▶ **Directions for this task**
List each line in the items below that contains the word "person", copying every such line in full.

▶ **Excerpted data**
** Begin **
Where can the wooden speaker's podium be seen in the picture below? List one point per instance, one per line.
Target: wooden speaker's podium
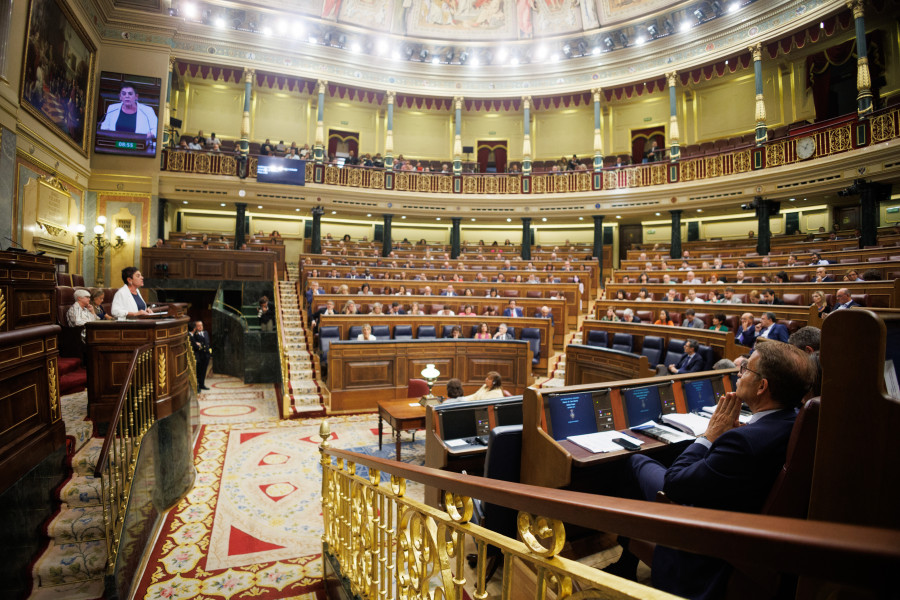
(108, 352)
** End **
** Begin **
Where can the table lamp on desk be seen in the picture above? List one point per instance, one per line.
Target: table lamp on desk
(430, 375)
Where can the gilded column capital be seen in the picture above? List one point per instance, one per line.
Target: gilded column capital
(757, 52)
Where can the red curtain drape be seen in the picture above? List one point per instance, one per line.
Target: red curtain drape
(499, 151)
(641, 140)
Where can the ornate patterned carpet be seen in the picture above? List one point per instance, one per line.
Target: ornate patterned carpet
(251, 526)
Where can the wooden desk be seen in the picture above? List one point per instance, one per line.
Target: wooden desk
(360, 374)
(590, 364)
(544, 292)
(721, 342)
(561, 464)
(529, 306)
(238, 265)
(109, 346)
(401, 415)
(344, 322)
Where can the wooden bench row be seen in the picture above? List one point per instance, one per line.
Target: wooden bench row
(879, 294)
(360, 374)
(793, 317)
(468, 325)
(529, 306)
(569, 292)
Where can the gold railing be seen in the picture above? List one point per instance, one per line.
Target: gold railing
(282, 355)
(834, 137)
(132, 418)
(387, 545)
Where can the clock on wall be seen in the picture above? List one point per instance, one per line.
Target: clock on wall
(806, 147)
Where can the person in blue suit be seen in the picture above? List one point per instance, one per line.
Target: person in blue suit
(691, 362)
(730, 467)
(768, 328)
** End **
▶ **Worked answer**
Where can the person in blue suit be seen in the picture above? List one point per instance, one per line.
Target: person in blue suit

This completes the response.